## Written task
Can you reproduce the data below word for word, beginning with the line that contains "Where can the reddish" and continuing through the line that contains "x=874, y=740", with both of those lines included?

[Entries from a pointing dataset]
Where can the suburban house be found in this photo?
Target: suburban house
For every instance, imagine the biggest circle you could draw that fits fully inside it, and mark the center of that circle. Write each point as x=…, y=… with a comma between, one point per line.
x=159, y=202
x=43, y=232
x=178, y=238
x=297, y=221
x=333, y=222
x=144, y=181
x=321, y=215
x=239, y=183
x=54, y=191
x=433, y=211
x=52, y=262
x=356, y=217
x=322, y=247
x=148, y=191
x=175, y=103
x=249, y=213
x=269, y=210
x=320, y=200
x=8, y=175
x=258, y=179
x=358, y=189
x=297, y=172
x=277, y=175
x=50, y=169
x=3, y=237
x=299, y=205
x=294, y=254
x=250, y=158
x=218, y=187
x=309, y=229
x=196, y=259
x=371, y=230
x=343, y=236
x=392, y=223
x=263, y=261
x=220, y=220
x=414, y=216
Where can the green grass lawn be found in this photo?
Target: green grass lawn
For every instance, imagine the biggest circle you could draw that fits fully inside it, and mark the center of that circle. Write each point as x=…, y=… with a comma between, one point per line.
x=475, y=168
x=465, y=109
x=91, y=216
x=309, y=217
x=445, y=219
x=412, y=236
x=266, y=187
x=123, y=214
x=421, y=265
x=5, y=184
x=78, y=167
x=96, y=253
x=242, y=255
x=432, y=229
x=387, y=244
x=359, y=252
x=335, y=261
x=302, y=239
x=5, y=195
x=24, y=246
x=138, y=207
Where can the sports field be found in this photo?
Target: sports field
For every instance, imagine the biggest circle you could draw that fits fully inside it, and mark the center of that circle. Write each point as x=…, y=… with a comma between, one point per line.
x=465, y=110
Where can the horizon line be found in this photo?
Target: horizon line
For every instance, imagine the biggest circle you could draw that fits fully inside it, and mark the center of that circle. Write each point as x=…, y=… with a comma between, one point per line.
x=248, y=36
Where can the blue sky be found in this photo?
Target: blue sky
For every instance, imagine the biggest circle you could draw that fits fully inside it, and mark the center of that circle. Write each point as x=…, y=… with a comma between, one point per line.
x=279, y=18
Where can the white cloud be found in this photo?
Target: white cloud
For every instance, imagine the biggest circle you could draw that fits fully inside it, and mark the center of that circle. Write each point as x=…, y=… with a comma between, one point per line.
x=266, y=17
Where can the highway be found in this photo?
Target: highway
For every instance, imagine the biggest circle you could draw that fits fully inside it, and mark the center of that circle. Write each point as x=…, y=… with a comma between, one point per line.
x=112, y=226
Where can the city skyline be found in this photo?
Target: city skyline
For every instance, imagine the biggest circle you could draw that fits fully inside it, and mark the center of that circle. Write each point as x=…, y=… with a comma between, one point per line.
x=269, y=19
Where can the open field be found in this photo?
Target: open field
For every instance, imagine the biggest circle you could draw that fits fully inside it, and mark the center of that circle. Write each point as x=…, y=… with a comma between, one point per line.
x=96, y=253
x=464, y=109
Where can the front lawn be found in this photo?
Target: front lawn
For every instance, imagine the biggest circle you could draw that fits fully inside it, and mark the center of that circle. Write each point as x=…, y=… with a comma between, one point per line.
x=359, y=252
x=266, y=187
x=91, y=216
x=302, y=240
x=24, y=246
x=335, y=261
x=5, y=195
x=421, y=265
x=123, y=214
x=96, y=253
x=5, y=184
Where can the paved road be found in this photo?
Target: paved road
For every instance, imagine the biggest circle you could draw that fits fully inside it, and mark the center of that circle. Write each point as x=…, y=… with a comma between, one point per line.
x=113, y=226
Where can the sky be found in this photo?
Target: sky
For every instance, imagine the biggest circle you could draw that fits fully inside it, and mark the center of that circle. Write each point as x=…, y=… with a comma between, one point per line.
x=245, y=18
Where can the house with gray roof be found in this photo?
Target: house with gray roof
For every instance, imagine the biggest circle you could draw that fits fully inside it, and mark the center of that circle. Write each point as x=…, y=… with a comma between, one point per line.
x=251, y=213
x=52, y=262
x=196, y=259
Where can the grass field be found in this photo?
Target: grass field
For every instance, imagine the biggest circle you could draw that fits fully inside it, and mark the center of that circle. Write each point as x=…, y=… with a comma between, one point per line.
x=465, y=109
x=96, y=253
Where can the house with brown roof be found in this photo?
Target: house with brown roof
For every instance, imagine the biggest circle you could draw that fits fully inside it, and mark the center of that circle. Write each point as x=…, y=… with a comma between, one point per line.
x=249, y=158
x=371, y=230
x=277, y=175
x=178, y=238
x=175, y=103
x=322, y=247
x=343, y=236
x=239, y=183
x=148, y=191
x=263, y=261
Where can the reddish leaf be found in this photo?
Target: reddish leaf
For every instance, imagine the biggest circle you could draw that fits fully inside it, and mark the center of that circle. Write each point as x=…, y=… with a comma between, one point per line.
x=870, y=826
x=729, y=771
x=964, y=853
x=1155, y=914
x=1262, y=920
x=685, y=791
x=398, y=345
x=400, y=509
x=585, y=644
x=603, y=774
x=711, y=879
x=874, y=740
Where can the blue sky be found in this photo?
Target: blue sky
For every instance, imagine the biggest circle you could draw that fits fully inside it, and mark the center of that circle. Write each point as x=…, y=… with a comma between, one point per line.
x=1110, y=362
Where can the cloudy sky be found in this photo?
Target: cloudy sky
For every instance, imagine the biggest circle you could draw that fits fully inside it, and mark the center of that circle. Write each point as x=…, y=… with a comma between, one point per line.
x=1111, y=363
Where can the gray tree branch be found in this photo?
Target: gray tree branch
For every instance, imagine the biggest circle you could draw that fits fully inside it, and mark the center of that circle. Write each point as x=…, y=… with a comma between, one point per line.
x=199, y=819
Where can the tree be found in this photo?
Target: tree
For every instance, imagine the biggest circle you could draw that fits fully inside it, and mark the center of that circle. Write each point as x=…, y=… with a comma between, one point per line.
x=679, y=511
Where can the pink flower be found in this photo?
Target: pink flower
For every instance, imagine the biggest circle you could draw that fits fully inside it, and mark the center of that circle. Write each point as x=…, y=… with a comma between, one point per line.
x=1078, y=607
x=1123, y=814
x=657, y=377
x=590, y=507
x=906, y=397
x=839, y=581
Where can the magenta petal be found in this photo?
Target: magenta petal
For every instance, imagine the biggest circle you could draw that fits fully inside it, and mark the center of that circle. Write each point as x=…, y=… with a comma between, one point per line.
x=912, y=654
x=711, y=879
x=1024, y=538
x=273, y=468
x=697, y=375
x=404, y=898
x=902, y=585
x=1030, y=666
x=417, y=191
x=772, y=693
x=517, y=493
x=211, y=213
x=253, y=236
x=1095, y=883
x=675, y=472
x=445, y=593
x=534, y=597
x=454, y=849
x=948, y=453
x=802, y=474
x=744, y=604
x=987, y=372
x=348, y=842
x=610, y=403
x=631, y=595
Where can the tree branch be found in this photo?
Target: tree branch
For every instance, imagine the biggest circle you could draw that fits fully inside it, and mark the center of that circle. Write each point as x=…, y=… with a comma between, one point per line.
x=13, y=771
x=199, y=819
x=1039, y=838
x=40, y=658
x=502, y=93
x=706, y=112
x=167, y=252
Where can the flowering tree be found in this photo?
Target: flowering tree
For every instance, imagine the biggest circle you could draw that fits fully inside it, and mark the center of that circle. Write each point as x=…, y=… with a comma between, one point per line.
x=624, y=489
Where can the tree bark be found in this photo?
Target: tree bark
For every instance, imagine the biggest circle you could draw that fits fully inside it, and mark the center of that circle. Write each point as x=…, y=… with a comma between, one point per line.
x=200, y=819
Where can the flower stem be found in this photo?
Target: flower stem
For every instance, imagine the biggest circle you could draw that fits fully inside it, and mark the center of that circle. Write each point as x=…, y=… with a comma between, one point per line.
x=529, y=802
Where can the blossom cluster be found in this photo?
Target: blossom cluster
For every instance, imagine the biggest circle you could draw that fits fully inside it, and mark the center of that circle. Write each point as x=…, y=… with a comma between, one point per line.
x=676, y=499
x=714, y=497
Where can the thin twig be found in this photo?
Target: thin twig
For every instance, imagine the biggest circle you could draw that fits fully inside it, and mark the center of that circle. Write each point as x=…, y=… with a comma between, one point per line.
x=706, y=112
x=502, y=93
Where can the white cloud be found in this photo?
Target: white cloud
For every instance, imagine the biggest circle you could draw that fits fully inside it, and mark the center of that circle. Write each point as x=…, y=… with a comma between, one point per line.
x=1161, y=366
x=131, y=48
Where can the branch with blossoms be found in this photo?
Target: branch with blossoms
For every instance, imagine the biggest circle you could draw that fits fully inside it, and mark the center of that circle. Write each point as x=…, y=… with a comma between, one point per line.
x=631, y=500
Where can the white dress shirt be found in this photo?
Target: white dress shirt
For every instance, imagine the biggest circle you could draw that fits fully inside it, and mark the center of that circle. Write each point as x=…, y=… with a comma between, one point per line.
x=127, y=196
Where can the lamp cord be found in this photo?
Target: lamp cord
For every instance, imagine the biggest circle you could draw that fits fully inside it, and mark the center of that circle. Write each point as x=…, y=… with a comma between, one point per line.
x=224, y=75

## Output for this exercise
Where can the reddish leaf be found in this photo?
Target: reddish leaf
For every instance, imagine the biggest circle you could draw that fits fully inside it, and mark the center of that circle. Write each point as x=…, y=… with a comma between, one point per line.
x=870, y=826
x=729, y=771
x=964, y=853
x=1155, y=914
x=1262, y=920
x=685, y=791
x=398, y=345
x=400, y=509
x=585, y=644
x=603, y=774
x=711, y=879
x=874, y=740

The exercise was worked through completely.